* _BRANO DA LEGGERE_
- - -

PACE, Giovanni Battista
PACE, Giovanni Battista (Giovan Battista). – Nacque a Roma il 20 febbraio 1650 da Michele, pittore di nature morte noto come Michelangelo di Campidoglio (Epifani, 2004, p. 125).
Il soprannome paterno derivava dalla residenza della famiglia «sotto l’arco» del palazzo dei Conservatori sul colle capitolino, nella parrocchia di S. Marco, nei cui Stati delle anime la presenza di Pace è costantemente attestata nei decenni seguenti. Ottenne giovanissimo la sua prima commissione: risale al 1664 il pagamento, non a caso intestato al padre (V. Golzio, Documenti artistici sul Seicento nell’archivio Chigi, Roma 1939, p. 285), per due grandi tele riproducenti due degli episodi di storia romana affrescati dal Cavalier d’Arpino nel salone del palazzo dei Conservatori, ovvero la Battaglia di Tullio Ostilio contro i Veienti e il Combattimento tra gli Orazi e i Curiazi. Michele Pace era allora al servizio del cardinal Flavio Chigi, per il quale eseguì ritratti di cani, cacce e altre scene di genere a partire dal 1658; anche le due monumentali copie furono dipinte da Pace per i Chigi e sono tuttora conservate nel palazzo romano nel rione Colonna appartenuto alla famiglia. L’anno seguente è registrato un nuovo impegno di pagamento di 140 scudi, stavolta intestato direttamente a Pace, per due tele consegnate entro il 1666 a Nicolò Simonelli, «guardarobba» del cardinal Flavio Chigi (Faldi, 1966). Le due tele in pendant, raffiguranti il Sogno di Giuseppe e il Riposo nella fuga in Egitto, oggi in collezione privata (ripr. in Epifani 2004, figg. 128, 129), costituiscono il punto di partenza per la ricostruzione del ristretto catalogo di dipinti attribuiti a Pace.
La notizia di un suo alunnato presso Pier Francesco Mola è riferita per la prima volta da Dézallier d’Argenville (1762): benché si tratti di una testimonianza piuttosto tarda, le evidenti citazioni da Mola presenti già nei dipinti chigiani sembrano confermarla. Il tirocinio nella bottega del pittore ticinese dovette comunque essere di breve durata, dato che Mola morì nel 1666.
Nel Sogno di Giuseppe e nel Riposo sono state individuate diverse riprese da opere di Mola, associate a persistenze di classicismo alla Poussin e a probabili suggestioni da altri pittori contemporanei, quali Lazzaro Baldi (Faldi, 1966); la sensibilità per il paesaggio come l’inserimento di brani di natura morta dichiarano il debito di Giovanni Battista nei confronti del padre, se non un diretto intervento di quest’ultimo.
Pace continuò in seguito a dedicarsi alla pittura di storia o di soggetto biblico, distinguendosi dunque dal percorso paterno, senza tuttavia riuscire a ottenere facilmente incarichi altrettanto prestigiosi; peraltro, contrariamente a suo padre, non fu mai ammesso all’Accademia di S. Luca (L. Trezzani, in La natura morta in Italia, a cura di F. Porzio, Milano 1989, p. 775).

- - -

Traduci in inglese questa frase della voce su Giovanni Battista Pace: «Il tirocinio nella bottega del pittore ticinese dovette comunque essere di breve durata, dato che Mola morì nel 1666.»

- - -

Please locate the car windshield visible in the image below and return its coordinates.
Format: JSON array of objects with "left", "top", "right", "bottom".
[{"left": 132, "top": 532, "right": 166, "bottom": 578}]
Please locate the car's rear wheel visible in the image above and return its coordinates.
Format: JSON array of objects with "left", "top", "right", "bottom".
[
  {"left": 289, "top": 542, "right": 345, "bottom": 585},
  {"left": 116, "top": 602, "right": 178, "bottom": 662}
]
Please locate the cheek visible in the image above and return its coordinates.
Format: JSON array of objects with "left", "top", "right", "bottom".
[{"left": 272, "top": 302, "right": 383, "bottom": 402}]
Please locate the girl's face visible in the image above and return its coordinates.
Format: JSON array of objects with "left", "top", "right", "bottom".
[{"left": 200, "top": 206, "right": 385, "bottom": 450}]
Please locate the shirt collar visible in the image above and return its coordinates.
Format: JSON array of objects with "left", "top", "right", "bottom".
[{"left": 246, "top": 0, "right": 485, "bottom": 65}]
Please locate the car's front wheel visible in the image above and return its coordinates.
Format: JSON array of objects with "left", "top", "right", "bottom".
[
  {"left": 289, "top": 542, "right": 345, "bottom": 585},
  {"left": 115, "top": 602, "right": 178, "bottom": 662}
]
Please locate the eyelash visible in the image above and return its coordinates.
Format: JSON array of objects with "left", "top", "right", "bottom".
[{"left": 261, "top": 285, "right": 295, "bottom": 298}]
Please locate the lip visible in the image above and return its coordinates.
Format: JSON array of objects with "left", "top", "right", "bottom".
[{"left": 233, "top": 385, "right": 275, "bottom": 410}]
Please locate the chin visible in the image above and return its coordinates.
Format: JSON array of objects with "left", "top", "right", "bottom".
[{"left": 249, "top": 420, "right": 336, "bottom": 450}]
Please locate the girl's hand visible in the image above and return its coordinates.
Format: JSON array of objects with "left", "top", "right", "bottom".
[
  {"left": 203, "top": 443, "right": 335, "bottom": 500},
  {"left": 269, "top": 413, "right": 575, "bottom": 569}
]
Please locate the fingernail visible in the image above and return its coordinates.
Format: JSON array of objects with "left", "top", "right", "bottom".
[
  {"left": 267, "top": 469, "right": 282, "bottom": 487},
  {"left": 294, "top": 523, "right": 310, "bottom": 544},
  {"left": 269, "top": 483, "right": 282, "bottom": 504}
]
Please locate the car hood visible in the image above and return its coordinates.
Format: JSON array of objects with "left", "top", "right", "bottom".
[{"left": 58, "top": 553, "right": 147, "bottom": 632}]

- - -

* _RISULTATO DELL'ESERCIZIO_
The apprenticeship in the Ticinese painter's workshop must in any case have been brief, since Mola died in 1666.